## PAGE TEXT:

The corollary of the advantage of relatives with extreme phenotypes for QTL mapping is that large differences in phenotypes within families (ie, within-family outliers) can have a large effect on the test statistic for linkage, even if the individual phenotypes are not obvious outliers in the entire sample. Within-family outliers may obscure a real linkage signal or create a false positive one. However, in practice it is usually not known if a within-family outlier arises because of genetic or environmental (eg, measurement error or perinatal trauma) factors. Herein lies the dilemma of how to deal with within-family outliers: under the null hypothesis of no linkage they can create false positives, yet they would be expected under the alternative hypothesis of segregating alleles of large effects. The existence of rare alleles with large effects would require large sample sizes for detection and replication and would obscure the linkage signal at other loci contributing to normal variation. On the other hand, rare alleles of large effect size may be a major contributor to the caseload of clinical geneticists and may point to important pathways in the genetic regulation of a phenotype of interest.
Height is one of the most important anthropometric measures. It has been suggested as an indicator of childhood living conditions4 and has been associated with the risk of coronary heart diseases,5 intelligence,6 educational attainment,7 longevity8 and social mobility.9 Height is also an excellent model trait for studying the genetic architecture of complex quantitative traits.10 It is a normally distributed quantitative trait and highly heritable. A wide variety of genetic designs all converge on a heritability for height of about 0.8.10, 11
To date, numerous QTL for height have been mapped to almost all chromosomes (see Supplementary Table). With the exception of a few regions from a small number of studies, most of them have been mapped with only moderate statistical support (ie, LOD score <3), which is similar to that seen for many complex traits. This suggests that most of the genes influencing height have small to moderate effects. To be able to detect QTL with small to moderate effects, a large sample size is required.12 Therefore, using a large sample size of 8447 individuals from 2861 families of twins, our study aimed: (1) to detect chromosomal regions influencing height, including those with smaller effect sizes that may be missed by studies using smaller samples; (2) to replicate previously reported chromosomal regions affecting height; and (3) to empirically investigate the effect of within-family outliers on the evidence for linkage.

## CHECK YOUR UNDERSTANDING:
(A) In the passage on mapping genes for height, how many individuals and families did the study use?
(B) Pick up the passage on mapping genes for height after its last sentence and continue it.

## DATASET CONTENT:
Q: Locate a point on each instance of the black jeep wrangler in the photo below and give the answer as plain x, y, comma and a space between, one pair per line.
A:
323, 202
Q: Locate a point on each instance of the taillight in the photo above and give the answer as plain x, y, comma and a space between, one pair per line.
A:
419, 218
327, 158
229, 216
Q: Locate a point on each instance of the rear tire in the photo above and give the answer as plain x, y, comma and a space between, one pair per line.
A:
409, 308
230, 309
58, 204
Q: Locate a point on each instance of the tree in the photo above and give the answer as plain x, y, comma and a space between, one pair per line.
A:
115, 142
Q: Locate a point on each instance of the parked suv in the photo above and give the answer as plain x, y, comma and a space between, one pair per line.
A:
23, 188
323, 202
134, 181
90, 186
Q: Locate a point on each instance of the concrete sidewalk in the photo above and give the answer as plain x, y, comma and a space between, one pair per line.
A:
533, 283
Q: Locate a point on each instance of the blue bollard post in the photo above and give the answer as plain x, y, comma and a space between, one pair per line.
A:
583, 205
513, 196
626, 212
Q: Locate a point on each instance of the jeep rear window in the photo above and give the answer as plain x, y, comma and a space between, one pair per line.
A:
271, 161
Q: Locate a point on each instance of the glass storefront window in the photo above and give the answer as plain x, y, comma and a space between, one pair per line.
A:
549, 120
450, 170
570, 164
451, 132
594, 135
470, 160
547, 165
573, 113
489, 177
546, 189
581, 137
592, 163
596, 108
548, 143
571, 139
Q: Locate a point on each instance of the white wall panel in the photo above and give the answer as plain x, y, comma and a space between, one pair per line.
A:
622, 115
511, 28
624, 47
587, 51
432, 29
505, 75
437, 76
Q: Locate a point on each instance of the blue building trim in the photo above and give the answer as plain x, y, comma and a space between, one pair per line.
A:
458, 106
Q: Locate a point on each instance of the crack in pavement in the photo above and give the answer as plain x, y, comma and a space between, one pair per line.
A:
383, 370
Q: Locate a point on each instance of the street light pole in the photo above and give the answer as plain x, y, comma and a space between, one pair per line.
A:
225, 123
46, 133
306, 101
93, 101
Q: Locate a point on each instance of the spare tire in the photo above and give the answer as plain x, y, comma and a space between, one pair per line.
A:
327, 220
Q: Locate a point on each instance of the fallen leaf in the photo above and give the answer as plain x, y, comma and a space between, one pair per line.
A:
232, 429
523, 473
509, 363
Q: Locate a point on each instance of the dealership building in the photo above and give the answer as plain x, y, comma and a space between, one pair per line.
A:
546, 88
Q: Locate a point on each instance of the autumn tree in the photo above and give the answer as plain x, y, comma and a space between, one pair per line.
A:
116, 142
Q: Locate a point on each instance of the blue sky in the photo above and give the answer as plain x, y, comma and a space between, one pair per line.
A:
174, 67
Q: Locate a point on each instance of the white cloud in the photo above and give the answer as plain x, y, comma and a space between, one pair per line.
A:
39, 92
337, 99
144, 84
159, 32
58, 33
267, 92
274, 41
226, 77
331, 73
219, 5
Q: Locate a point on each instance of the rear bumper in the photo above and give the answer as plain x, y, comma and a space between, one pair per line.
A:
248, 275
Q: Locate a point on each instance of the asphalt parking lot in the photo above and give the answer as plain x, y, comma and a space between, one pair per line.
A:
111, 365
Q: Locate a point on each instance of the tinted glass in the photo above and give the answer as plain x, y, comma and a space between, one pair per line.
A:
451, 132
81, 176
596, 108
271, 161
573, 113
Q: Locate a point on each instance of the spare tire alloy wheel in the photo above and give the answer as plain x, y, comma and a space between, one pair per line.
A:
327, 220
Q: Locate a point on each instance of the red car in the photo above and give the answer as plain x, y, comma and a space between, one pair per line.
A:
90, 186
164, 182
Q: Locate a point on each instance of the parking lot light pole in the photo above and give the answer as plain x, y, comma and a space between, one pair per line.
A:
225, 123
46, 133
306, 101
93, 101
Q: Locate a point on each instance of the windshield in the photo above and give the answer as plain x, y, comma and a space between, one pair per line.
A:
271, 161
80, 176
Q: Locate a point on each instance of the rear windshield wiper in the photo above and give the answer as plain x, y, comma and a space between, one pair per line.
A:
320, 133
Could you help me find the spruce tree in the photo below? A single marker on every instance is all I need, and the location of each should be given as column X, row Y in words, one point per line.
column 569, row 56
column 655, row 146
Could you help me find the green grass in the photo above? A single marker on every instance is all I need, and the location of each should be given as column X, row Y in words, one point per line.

## REPLIES:
(A) 8447 individuals from 2861 families of twins.

(B)
Subjects and methods
The study was approved by the Human Research Ethics Committee of the Queensland Institute of Medical Research and all participants gave their signed informed consent.
The subjects were drawn from two cohorts, an adolescent and an adult cohort. The younger cohort constituted adolescent twins and their siblings who participated in various studies conducted at the Genetic Epidemiology Laboratory of the Queensland Institute of Medical Research, Australia. Height for these individuals was measured by a nurse using a stadiometer at the age of 12 and 14 as part of a melanoma risk factors study13 and at the age of 16 for a study on cognition.14 From these adolescents, we chose the measurement at the age of 16, which was available on 1575 individuals.
The adult cohort constituted twins and their families (eg, parents and other family relationships) who had been drawn from the Australian Twin Registry for various studies, including asthma and allergy,15 anxiety and depression,16 alcoholism17 and factors for cardiovascular disease.18 From the adult cohort, clinical measurement and/or self-reported height were available from 36 427 individuals and more than one measurement was available for some individuals due to their participation in multiple studies. Following Cornes et al,19 rules were implemented to select the most accurate measurement for further analysis. Briefly, if a clinical measurement was available for an individual, it was used for the analysis. Out of 36 427 individuals, clinical measurements were available for 5129 individuals (14.1%). If there was more than one measurement, the most recent measurement was chosen subject to consistency checks (see Supplementary Figure).
Microsatellite marker genotypes were available from several genome-wide and fine mapping studies. A detailed description of genotyping, cleaning and merging of each of the smaller genome scans has been provided by Zhu et al13 for the adolescent cohort and by Cornes et al19 for the adult cohort. Further genotypic data from a subset of individuals previously described by Cornes et al19 and 4575 newly genotyped individuals from the adult cohort have been incorporated into the present study using the same procedures described by Cornes et al19 (M Luciano, G Zhu, KM Kirk, SD Gordon, AC Heath, GW Montgomery and NG Martin, personal communication).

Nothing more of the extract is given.